Repeat the records below exactly, leaving out any pictures.

* _Recorded information_:
- Opening Delimiter -
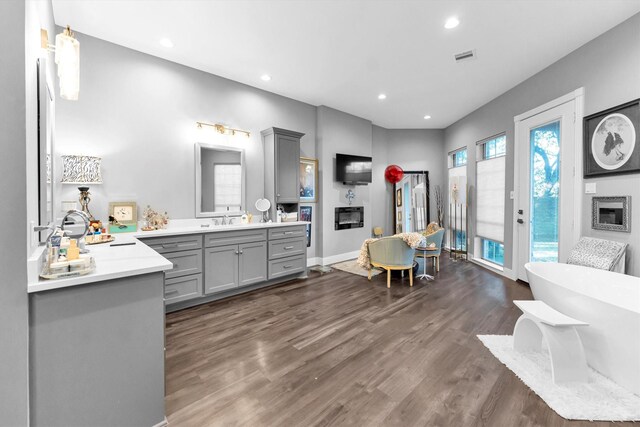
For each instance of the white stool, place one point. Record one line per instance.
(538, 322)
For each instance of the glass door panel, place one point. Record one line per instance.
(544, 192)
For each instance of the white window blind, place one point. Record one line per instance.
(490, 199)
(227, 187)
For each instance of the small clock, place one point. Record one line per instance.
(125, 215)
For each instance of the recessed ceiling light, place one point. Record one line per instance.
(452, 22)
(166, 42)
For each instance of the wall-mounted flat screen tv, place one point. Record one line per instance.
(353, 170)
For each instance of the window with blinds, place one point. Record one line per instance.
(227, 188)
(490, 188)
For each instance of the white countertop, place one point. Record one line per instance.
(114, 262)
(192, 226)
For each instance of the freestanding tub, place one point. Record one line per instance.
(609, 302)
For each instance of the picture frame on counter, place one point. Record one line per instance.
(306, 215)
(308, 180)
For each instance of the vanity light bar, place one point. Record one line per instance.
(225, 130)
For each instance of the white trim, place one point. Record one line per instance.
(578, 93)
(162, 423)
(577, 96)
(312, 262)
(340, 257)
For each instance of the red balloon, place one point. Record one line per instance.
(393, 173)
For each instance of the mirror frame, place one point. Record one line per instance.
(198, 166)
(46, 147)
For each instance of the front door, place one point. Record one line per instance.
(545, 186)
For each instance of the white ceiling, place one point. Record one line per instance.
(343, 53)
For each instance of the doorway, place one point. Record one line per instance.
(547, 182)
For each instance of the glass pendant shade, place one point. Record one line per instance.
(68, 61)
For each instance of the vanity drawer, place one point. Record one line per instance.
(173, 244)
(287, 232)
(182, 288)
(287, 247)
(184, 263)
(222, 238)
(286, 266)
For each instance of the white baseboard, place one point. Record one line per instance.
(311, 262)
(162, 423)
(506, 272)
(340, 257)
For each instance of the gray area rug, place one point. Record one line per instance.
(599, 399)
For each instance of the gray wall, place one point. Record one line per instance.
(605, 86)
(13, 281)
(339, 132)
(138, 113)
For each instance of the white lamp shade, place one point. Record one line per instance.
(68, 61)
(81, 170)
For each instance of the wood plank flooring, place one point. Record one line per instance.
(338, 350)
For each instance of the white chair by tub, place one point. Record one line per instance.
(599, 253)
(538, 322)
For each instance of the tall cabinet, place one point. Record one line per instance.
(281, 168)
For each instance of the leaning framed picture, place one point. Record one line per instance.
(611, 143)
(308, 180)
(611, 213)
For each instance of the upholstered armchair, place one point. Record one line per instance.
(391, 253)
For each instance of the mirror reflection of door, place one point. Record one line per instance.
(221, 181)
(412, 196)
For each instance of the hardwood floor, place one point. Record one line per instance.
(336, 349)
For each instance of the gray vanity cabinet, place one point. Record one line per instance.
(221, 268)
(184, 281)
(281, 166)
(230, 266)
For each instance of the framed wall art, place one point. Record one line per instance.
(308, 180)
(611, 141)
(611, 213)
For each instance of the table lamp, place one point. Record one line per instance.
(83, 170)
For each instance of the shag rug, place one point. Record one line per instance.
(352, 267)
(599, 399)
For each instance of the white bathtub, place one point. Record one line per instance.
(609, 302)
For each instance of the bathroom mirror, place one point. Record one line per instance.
- Closing Delimiter -
* _Exercise result_:
For each instance of the white stool, place one point. Record one line per instance.
(538, 322)
For each instance of the glass door panel, place one point. Record one line per instance.
(544, 192)
For each instance of the white window blind, place one point. Record one line per instance.
(490, 199)
(227, 187)
For each instance of the small clock, place one point. Record one line per instance.
(125, 215)
For each instance of the recessed ceiling light, place one point. Record one line per instance.
(452, 22)
(166, 42)
For each instance of the wall-mounted flat screen tv, place one point. Record one line per instance.
(353, 170)
For each instance of the window with blinds, place one point. Record one line per instance.
(227, 188)
(490, 188)
For each instance of the white countertop, place one point. Record one line per instance.
(114, 262)
(192, 226)
For each instance of the freestanding tub, place one point. Record one line per instance.
(609, 302)
For each instance of the picture frame on counter, place one point. Record one line per instance.
(306, 215)
(308, 180)
For each instance of the vanity light bar, place one point. Record one line per instance.
(225, 130)
For each instance of the white trim, place one point. Record one line per instance.
(578, 93)
(162, 423)
(577, 96)
(312, 262)
(340, 257)
For each instance of the red balloon, place one point. Record one line per instance.
(393, 173)
For each instance of the mirror frame, place one point. Record one line per instance.
(198, 166)
(46, 147)
For each instance of the front door, place one point. Record one line per instance.
(545, 186)
For each instance of the white ceiling, place one point. Record one line per instance.
(343, 53)
For each instance of the doorway, place one point. Record one line per instance.
(547, 182)
For each instance of the glass pendant shade, place one point. Record one line per instance.
(68, 61)
For each instance of the vanity drawer, place one point. Record one line per instance.
(173, 244)
(287, 232)
(182, 288)
(287, 247)
(184, 263)
(222, 238)
(286, 266)
For each instance of the white baseboard, place one point. Record one line per instance.
(311, 262)
(162, 423)
(506, 272)
(340, 257)
For each instance of the gray area rug, place one point. Record one line per instance.
(599, 399)
For each instance of the gray wall, place one point. Record one line per instance.
(605, 86)
(13, 281)
(339, 132)
(138, 113)
For each instance of the white lamp shade, place one point. Record one line per instance.
(68, 61)
(81, 170)
For each instance of the wood plank flooring, place one point. Record one line per instance.
(338, 350)
For each instance of the white chair by tub, place one point. Record one line per instance.
(599, 253)
(538, 322)
For each instance of the tall cabinet, place one point. Record one line per instance.
(281, 168)
For each instance of the leaning framed picture, place one point. Record one line per instance.
(611, 143)
(308, 180)
(611, 213)
For each instance of the upholstered armchair, place one point. Record one line per instance.
(391, 253)
For each instance of the mirror reflection of door, place one point. Record one line per instance.
(221, 181)
(412, 196)
For each instance of the hardwood floor, place one point. Record one line per instance.
(336, 349)
For each instance of the gray vanity cabinet, place one point. Record one line per instance.
(221, 268)
(184, 281)
(281, 166)
(230, 266)
For each instance of the framed wall art, place one point. Record one line per instance.
(308, 180)
(611, 141)
(611, 213)
For each instance of the table lamp, place one point. Record one line per instance.
(83, 170)
For each instance of the shag rug, place one point. Record one line per instance.
(352, 267)
(599, 399)
For each instance of the white bathtub, place one point. Record one line per instance.
(609, 302)
For each instance of the bathroom mirror, place one point. Record one line per instance.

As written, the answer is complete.